» TASK GOAL
Lay out every line of the items below as a numbered list, leaving out any blank lines.

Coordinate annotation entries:
************
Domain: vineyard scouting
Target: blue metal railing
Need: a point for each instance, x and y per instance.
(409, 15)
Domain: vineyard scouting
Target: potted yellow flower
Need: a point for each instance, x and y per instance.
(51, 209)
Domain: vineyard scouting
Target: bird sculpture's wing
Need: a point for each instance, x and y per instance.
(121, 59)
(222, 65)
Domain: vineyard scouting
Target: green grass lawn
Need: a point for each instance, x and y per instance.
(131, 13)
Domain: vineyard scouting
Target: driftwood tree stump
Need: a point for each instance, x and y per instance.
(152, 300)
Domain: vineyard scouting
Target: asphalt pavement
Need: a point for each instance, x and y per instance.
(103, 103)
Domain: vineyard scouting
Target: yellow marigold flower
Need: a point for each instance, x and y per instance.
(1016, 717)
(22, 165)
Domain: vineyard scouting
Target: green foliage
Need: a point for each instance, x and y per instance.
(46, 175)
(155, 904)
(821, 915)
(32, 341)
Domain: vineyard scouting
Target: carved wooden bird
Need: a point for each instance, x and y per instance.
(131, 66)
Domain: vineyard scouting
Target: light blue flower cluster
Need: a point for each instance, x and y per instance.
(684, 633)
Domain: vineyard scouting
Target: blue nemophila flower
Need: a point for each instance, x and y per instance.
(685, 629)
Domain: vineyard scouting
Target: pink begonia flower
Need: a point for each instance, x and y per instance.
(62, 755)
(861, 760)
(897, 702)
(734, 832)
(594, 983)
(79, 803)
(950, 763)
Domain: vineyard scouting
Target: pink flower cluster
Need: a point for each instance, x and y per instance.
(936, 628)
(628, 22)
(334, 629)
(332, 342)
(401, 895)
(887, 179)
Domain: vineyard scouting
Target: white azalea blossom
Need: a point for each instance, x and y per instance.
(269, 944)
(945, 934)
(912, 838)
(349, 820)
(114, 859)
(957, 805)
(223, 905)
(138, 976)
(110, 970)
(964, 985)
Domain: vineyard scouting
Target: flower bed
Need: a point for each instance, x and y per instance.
************
» CORRECT RESULT
1. Domain: vineyard scouting
2. Target: blue metal railing
3. Need: a point for each instance, x and y per instance.
4. (409, 15)
5. Domain: vineyard scouting
6. Target: potted yellow flower
7. Need: a point for each instance, x and y per instance.
8. (51, 209)
9. Domain: vineyard scouting
10. Target: bird sculpture's wing
11. Need: a point for each instance, x and y per instance.
12. (121, 59)
13. (222, 65)
14. Domain: vineyard scouting
15. Target: green grass lawn
16. Need: a point for each instance, x and y per instance.
17. (131, 13)
18. Domain: vineyard scouting
19. Target: driftwood tree stump
20. Need: a point for each instance, x and y per instance.
21. (152, 300)
22. Domain: vineyard scouting
23. Target: asphalt pavement
24. Need: a point for each instance, x and y per instance.
25. (103, 103)
26. Domain: vineyard scouting
27. Target: yellow marigold flower
28. Need: a point for each instance, x and y per instance.
29. (1016, 717)
30. (22, 165)
31. Domain: vineyard scouting
32. Target: green foliage
33. Need: a point for each instance, x and y per instance.
34. (46, 175)
35. (155, 904)
36. (821, 915)
37. (32, 341)
38. Domain: vineyard scouting
39. Target: carved wooden bird
40. Need: a point for each instance, x and y per instance.
41. (131, 66)
42. Domain: vineyard scouting
43. Target: light blue flower cluster
44. Need: a point for each instance, x and y per instance.
45. (684, 633)
46. Domain: vineyard scouting
47. Target: blue nemophila flower
48. Need: a point for each instance, x and y per instance.
49. (685, 629)
50. Domain: vineyard scouting
51. Target: pink begonia flower
52. Need: a point for each instance, x and y per instance.
53. (62, 755)
54. (861, 760)
55. (897, 702)
56. (734, 832)
57. (594, 983)
58. (79, 803)
59. (950, 763)
60. Domain: vineyard scouting
61. Target: pink flower cluster
62. Need: a point for each instance, x and y per instance.
63. (936, 628)
64. (628, 22)
65. (334, 629)
66. (332, 342)
67. (401, 895)
68. (887, 179)
69. Domain: vineyard scouting
70. Target: white azalea blossom
71. Need: a point for each instance, x and y per instance.
72. (269, 944)
73. (945, 934)
74. (912, 838)
75. (349, 820)
76. (114, 859)
77. (957, 805)
78. (223, 905)
79. (138, 976)
80. (110, 970)
81. (964, 985)
82. Domain: vineyard scouting
83. Target: flower bed
84. Need: a point for each instance, x and y per instance.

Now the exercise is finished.